Your instructions: Send back the records in full, character for character.

---

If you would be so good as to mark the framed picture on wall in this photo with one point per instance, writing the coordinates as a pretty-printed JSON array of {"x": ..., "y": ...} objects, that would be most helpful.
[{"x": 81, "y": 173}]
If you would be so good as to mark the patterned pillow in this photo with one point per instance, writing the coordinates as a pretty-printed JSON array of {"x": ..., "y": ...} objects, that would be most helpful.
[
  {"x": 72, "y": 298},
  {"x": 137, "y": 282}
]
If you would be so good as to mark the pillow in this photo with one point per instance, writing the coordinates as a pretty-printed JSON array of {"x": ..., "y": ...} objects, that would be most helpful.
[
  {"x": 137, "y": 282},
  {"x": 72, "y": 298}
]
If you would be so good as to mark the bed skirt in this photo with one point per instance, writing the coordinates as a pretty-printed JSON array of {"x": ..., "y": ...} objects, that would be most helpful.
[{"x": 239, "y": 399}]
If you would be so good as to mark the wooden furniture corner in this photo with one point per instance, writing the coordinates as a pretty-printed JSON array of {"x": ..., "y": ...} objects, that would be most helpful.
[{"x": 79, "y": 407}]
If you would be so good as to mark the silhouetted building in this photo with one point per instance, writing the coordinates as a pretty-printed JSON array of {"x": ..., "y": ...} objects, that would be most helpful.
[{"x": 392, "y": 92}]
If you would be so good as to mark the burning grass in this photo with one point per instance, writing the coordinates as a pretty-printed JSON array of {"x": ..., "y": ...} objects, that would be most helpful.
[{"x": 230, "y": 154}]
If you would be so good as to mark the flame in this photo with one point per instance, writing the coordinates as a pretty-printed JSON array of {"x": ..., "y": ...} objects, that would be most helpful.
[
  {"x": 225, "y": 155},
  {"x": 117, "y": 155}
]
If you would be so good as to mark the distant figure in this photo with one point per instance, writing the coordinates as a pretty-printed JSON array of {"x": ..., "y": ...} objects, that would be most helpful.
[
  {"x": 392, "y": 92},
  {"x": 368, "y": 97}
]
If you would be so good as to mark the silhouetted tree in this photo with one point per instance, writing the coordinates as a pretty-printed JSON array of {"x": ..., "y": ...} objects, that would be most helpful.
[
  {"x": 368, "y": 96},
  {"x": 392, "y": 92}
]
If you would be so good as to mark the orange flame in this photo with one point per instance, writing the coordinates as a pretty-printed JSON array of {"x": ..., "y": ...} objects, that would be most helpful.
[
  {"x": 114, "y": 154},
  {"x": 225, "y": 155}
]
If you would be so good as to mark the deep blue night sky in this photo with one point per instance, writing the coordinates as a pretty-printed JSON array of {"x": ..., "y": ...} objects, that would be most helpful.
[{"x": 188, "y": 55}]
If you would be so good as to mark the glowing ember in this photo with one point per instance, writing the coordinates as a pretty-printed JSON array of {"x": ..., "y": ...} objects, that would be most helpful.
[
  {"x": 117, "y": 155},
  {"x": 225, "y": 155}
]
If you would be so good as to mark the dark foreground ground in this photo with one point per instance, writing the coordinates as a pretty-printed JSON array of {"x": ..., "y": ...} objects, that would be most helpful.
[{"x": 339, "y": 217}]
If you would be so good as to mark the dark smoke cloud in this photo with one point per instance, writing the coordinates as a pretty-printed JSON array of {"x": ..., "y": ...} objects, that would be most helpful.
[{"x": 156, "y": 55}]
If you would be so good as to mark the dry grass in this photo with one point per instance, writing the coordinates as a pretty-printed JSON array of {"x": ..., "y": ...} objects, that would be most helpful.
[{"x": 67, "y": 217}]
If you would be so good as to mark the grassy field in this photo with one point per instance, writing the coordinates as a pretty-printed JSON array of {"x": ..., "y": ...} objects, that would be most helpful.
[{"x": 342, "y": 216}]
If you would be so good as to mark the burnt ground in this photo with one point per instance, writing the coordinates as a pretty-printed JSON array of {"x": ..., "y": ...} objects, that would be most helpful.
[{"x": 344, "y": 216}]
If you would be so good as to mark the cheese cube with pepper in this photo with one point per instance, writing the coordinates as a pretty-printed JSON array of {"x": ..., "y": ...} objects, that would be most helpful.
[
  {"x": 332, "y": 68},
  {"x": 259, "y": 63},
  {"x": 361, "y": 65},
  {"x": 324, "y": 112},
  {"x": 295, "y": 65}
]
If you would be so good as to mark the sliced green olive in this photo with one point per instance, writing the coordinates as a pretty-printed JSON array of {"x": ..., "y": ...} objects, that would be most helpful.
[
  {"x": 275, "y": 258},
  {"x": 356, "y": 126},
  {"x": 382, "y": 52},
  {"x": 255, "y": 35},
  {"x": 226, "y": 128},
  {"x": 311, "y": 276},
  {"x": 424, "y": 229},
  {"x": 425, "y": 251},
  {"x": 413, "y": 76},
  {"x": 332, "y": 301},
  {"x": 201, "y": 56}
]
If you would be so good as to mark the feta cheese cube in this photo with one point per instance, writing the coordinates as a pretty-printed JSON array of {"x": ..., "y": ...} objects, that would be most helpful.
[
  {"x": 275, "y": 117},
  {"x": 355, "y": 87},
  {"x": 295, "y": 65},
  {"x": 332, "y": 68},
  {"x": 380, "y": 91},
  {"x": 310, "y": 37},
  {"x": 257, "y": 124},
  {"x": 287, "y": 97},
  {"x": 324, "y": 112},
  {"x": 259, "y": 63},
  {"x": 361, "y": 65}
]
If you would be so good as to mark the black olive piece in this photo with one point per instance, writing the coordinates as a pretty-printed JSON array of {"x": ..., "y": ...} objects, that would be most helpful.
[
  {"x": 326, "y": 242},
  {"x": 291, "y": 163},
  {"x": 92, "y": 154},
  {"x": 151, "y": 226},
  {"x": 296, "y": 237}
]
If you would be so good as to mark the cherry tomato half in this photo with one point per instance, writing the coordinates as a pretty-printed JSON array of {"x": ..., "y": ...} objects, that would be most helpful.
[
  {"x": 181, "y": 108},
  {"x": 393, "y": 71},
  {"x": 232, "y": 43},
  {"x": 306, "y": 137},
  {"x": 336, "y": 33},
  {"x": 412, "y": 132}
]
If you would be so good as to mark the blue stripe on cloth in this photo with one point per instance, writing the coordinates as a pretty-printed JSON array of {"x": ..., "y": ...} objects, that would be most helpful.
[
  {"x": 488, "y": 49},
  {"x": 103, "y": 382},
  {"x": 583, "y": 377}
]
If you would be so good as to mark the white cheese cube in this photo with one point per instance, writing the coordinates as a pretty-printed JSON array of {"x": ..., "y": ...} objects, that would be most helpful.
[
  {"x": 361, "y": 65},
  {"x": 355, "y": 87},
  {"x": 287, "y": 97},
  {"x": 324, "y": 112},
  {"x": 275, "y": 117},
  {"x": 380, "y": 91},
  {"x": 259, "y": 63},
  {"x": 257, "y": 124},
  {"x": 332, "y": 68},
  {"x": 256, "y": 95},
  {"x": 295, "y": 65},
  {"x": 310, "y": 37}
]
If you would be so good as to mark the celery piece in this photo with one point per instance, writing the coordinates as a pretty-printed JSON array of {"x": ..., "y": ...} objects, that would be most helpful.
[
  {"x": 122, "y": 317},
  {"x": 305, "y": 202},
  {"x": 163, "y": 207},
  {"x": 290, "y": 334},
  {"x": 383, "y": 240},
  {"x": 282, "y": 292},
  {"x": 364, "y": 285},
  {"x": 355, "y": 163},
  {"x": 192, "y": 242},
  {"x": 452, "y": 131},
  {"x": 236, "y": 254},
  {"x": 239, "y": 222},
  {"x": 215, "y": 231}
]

---

Response:
If you would be so good as to mark the framed picture on wall in this photo with one point per instance, writing the coordinates as a pretty-printed JSON array of {"x": ..., "y": ...} objects, that would be most helpful.
[{"x": 81, "y": 173}]
If you would be so good as to mark the patterned pillow in this photo with one point per instance, writing the coordinates as a pretty-printed JSON array of {"x": ..., "y": ...} objects, that would be most helpful.
[
  {"x": 72, "y": 298},
  {"x": 137, "y": 282}
]
If you would be so good as to mark the pillow in this photo with one point per instance, writing the coordinates as a pretty-printed JSON array of {"x": ..., "y": ...} objects, that would be most helpful.
[
  {"x": 137, "y": 282},
  {"x": 72, "y": 298}
]
If you would be so good as to mark the bed skirt in this photo with one point per instance, writing the coordinates as a pretty-printed JSON array of {"x": ..., "y": ...} objects, that would be most helpful.
[{"x": 239, "y": 399}]
If you would be so good as to mark the wooden furniture corner in this photo with one point per instance, writing the coordinates as a pretty-printed JSON array of {"x": ..., "y": ...} objects, that would be most helpful.
[{"x": 79, "y": 407}]
If you would be so good as to mark the silhouetted building in this photo with one point per instance, writing the coordinates as a pretty-printed JSON array of {"x": ..., "y": ...} objects, that would be most helpful.
[{"x": 392, "y": 92}]
If you would be so good as to mark the burning grass in this photo with one point per instance, writing the coordinates as a pretty-printed JSON array of {"x": ..., "y": ...} objects, that would be most helpful.
[{"x": 230, "y": 154}]
If you would be so good as to mark the flame in this photo with one point per instance, writing the coordinates as a pretty-printed JSON array of {"x": ..., "y": ...} objects, that would be most helpful.
[
  {"x": 225, "y": 155},
  {"x": 117, "y": 155}
]
If you would be so good as to mark the distant figure in this photo with one point per instance, writing the coordinates as a pretty-printed JSON array of {"x": ..., "y": ...} objects, that would be most helpful.
[
  {"x": 392, "y": 92},
  {"x": 368, "y": 97}
]
If you would be so good as to mark the silhouetted tree in this photo with one point per instance, writing the coordinates as a pretty-printed JSON array of {"x": ..., "y": ...} objects, that would be most helpful.
[
  {"x": 368, "y": 96},
  {"x": 392, "y": 92}
]
If you would be so good as to mark the orange flame in this photo with one point per instance, writing the coordinates as a pretty-printed JSON array of {"x": ..., "y": ...} objects, that would be most helpful.
[
  {"x": 114, "y": 154},
  {"x": 225, "y": 155}
]
If you would be so good as to mark the deep blue night sky in this photo with one point per instance, writing the coordinates as a pretty-printed JSON array of {"x": ..., "y": ...} objects, that would be most helpful.
[{"x": 188, "y": 55}]
If you would be so good as to mark the glowing ember in this photo with one point per instance, writing the coordinates as a pretty-printed JSON array of {"x": ..., "y": ...} objects, that would be most helpful.
[
  {"x": 117, "y": 155},
  {"x": 225, "y": 155}
]
If you would be so good as to mark the dark foreground ground in this photo with one point per instance, writing the coordinates as a pretty-printed JSON array of {"x": ..., "y": ...} objects, that would be most helpful.
[{"x": 339, "y": 217}]
If you would be so good as to mark the dark smoke cloud in this photo with one point per instance, writing the coordinates as a pretty-printed JSON array of {"x": ..., "y": ...} objects, that would be most helpful.
[{"x": 156, "y": 55}]
If you would be so good as to mark the dry grass in this photo with one point per instance, writing the coordinates as a pretty-printed JSON array of {"x": ..., "y": ...} objects, that would be most helpful.
[{"x": 67, "y": 217}]
If you would be so good as to mark the grassy field in this photo with one point per instance, writing the coordinates as a pretty-printed JSON array of {"x": ..., "y": ...} objects, that would be most helpful.
[{"x": 342, "y": 216}]
If you would be so good as to mark the burnt ground in this photo with one point per instance, writing the coordinates as a pretty-printed JSON array of {"x": ..., "y": ...} objects, that would be most helpful.
[{"x": 344, "y": 216}]
If you would be so good as to mark the cheese cube with pepper in this photo with one point per instance, writing the coordinates as a pretty-printed JSON array of {"x": ..., "y": ...} objects, that would be most helpful.
[
  {"x": 332, "y": 68},
  {"x": 259, "y": 63},
  {"x": 361, "y": 65},
  {"x": 324, "y": 112},
  {"x": 295, "y": 65}
]
If you would be so good as to mark the sliced green olive in this photo with one point per instance, writing the coordinates as a pretty-printed JSON array of {"x": ..., "y": ...} objects, that would be most helpful.
[
  {"x": 275, "y": 258},
  {"x": 356, "y": 126},
  {"x": 382, "y": 52},
  {"x": 255, "y": 35},
  {"x": 226, "y": 128},
  {"x": 311, "y": 276},
  {"x": 424, "y": 229},
  {"x": 425, "y": 251},
  {"x": 413, "y": 76},
  {"x": 332, "y": 301},
  {"x": 201, "y": 56}
]
If you would be so good as to mark the feta cheese cube in this photo with one point per instance, writing the coordinates as a pretty-printed JSON array of {"x": ..., "y": ...} objects, that would be most helpful.
[
  {"x": 275, "y": 117},
  {"x": 355, "y": 87},
  {"x": 295, "y": 65},
  {"x": 332, "y": 68},
  {"x": 380, "y": 91},
  {"x": 310, "y": 37},
  {"x": 257, "y": 124},
  {"x": 287, "y": 97},
  {"x": 324, "y": 112},
  {"x": 259, "y": 63},
  {"x": 361, "y": 65}
]
If you would be so good as to mark the black olive piece in this photo with one point per instance, writing the coordinates as a pretty-printed JSON array of {"x": ..., "y": ...} objects, that would be most helpful.
[
  {"x": 326, "y": 242},
  {"x": 291, "y": 163},
  {"x": 92, "y": 154},
  {"x": 151, "y": 226},
  {"x": 296, "y": 237}
]
If you would be so good as to mark the cherry tomato half in this photo with one point per instance, writing the coordinates as a pretty-printed JSON array of {"x": ..., "y": ...} objects, that would be most helpful.
[
  {"x": 181, "y": 108},
  {"x": 393, "y": 71},
  {"x": 232, "y": 43},
  {"x": 306, "y": 137},
  {"x": 336, "y": 33},
  {"x": 412, "y": 132}
]
If you would be so good as to mark the blue stripe on cloth in this photo with one point per instance, writing the coordinates as a pretty-printed JSON array of {"x": ..., "y": ...} objects, that would be most helpful.
[
  {"x": 488, "y": 49},
  {"x": 103, "y": 382},
  {"x": 583, "y": 377}
]
If you would be so good as to mark the white cheese cube in this photo with one point per instance, writing the coordinates as a pretty-printed JSON array of {"x": ..., "y": ...} objects, that would be most helpful.
[
  {"x": 361, "y": 65},
  {"x": 355, "y": 87},
  {"x": 287, "y": 97},
  {"x": 324, "y": 112},
  {"x": 275, "y": 117},
  {"x": 380, "y": 91},
  {"x": 259, "y": 63},
  {"x": 257, "y": 124},
  {"x": 332, "y": 68},
  {"x": 256, "y": 95},
  {"x": 295, "y": 65},
  {"x": 310, "y": 37}
]
If you would be so good as to mark the celery piece in this photo with one point per instance, writing the coordinates as a pretty-printed JSON array of {"x": ..., "y": ...} objects, that would be most helpful.
[
  {"x": 122, "y": 317},
  {"x": 305, "y": 202},
  {"x": 163, "y": 207},
  {"x": 290, "y": 334},
  {"x": 383, "y": 240},
  {"x": 282, "y": 292},
  {"x": 364, "y": 285},
  {"x": 355, "y": 163},
  {"x": 192, "y": 242},
  {"x": 452, "y": 131},
  {"x": 236, "y": 254},
  {"x": 239, "y": 222},
  {"x": 215, "y": 231}
]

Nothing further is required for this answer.